-------- Input records --------

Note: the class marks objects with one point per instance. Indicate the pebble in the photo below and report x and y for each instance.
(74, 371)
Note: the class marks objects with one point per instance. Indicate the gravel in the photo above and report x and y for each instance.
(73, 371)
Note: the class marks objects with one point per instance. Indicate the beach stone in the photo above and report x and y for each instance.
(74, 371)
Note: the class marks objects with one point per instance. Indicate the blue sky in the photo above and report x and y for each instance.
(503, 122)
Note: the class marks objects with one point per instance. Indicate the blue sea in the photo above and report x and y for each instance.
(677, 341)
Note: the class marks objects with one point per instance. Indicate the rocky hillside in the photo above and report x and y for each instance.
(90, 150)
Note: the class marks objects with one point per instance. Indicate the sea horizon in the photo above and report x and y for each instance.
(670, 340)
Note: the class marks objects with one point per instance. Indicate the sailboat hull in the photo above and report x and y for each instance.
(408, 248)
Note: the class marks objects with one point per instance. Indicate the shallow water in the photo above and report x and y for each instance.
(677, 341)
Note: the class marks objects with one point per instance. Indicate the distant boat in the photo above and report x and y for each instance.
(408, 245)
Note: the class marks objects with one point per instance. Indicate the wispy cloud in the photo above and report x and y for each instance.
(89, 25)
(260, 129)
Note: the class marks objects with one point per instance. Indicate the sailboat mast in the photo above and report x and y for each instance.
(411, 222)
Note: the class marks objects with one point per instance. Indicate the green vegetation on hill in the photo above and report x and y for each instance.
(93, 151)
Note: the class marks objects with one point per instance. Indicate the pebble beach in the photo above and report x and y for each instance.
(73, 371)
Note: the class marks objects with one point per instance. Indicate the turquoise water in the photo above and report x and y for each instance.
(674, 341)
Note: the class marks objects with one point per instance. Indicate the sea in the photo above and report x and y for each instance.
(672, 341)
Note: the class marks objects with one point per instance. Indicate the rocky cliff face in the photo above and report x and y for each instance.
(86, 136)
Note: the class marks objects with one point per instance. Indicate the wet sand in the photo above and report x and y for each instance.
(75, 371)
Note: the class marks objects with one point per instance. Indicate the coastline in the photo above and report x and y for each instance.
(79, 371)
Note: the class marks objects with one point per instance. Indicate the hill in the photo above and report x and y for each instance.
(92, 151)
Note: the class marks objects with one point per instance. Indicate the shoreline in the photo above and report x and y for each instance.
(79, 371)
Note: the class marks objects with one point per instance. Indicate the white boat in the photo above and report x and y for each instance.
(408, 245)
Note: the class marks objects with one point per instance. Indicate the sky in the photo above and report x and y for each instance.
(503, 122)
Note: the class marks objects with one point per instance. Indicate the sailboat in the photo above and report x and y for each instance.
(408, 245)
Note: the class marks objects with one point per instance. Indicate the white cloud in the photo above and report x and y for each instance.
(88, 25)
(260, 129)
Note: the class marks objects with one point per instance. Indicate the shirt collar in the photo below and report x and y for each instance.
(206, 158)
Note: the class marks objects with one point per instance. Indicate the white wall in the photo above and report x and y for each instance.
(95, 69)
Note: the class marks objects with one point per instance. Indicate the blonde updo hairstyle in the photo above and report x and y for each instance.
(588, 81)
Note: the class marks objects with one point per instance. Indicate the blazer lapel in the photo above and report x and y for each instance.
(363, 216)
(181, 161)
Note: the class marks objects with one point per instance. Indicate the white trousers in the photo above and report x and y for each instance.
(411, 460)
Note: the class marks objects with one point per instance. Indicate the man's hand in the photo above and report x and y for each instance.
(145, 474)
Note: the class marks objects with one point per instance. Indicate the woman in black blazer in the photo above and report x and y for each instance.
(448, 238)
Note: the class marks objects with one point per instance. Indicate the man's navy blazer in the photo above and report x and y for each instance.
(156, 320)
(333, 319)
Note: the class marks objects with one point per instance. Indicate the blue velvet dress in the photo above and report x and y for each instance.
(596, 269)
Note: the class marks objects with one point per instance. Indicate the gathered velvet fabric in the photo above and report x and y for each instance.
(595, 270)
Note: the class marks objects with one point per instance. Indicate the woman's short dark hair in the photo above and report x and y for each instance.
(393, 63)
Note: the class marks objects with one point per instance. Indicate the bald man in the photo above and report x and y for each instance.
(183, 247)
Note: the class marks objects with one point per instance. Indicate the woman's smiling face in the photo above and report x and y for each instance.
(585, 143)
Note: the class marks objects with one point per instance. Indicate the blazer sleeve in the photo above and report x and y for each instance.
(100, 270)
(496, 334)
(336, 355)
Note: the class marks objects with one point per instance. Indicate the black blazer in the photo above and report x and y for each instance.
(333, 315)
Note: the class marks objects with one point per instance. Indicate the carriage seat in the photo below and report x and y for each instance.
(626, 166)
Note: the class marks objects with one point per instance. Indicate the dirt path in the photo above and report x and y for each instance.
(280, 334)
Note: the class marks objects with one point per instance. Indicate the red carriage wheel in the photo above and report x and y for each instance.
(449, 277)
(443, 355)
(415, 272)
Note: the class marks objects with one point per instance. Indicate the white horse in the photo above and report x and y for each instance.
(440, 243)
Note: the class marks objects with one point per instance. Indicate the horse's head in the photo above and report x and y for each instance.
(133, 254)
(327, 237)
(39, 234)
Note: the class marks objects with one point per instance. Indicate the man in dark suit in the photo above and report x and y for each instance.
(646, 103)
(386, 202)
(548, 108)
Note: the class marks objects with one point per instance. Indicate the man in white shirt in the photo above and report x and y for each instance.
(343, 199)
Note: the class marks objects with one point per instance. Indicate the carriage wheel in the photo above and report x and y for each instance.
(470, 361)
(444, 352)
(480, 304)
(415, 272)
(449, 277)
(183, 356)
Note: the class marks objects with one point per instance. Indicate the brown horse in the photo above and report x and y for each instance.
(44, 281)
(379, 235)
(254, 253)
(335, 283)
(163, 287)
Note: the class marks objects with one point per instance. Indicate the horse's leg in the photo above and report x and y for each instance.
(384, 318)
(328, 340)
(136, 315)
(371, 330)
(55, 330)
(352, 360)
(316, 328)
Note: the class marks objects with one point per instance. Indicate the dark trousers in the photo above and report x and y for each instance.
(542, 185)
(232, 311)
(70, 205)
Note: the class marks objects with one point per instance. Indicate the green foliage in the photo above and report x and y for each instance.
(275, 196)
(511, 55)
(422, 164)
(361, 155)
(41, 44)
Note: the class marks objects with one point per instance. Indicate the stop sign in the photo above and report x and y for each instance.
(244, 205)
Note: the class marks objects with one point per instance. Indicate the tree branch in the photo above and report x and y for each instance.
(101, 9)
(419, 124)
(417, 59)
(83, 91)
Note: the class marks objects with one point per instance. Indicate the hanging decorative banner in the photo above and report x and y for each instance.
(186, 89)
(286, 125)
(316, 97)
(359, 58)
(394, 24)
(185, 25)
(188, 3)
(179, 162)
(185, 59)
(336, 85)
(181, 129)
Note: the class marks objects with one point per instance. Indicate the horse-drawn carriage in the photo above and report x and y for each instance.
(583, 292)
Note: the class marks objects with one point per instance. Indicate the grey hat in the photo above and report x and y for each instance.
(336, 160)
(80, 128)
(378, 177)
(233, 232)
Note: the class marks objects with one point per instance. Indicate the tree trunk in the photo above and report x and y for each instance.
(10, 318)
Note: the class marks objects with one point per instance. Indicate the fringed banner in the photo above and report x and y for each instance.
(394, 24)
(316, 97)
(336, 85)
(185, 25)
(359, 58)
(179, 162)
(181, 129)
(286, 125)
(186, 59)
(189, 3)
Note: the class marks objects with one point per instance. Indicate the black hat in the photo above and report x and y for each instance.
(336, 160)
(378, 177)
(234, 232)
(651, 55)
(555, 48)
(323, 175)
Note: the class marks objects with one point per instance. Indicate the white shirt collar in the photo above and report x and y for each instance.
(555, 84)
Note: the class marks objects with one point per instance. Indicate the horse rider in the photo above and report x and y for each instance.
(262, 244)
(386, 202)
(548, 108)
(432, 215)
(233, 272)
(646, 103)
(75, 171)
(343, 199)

--------

Stated exercise: In the material, from the line containing "the tree trunk" through the last line, replace "class" with "category" and leave everything else unchanged. Return only those lines.

Written solution:
Note: the category marks objects with one point per instance. Indicate the tree trunk in the photo above and report x and y for each instance.
(10, 318)
Note: the category marks objects with one point per instance. Indicate the fringed banner in the photo above and report x and y for each instance.
(394, 24)
(316, 97)
(336, 85)
(185, 25)
(359, 58)
(179, 162)
(181, 129)
(286, 125)
(186, 59)
(189, 3)
Note: the category marks objects with one point per instance. Indicate the black hat in the photo above and report x and y for each instance.
(336, 160)
(378, 177)
(234, 232)
(651, 55)
(555, 48)
(323, 175)
Note: the category marks objects with one point per instance. Indicate the white shirt collar in the photo above and report x and y for each instance.
(555, 84)
Note: the category marks objects with one point per instance. Indicate the horse rider in the photo above and report x and y for each instance.
(262, 244)
(386, 202)
(548, 108)
(432, 215)
(233, 272)
(646, 103)
(75, 171)
(343, 199)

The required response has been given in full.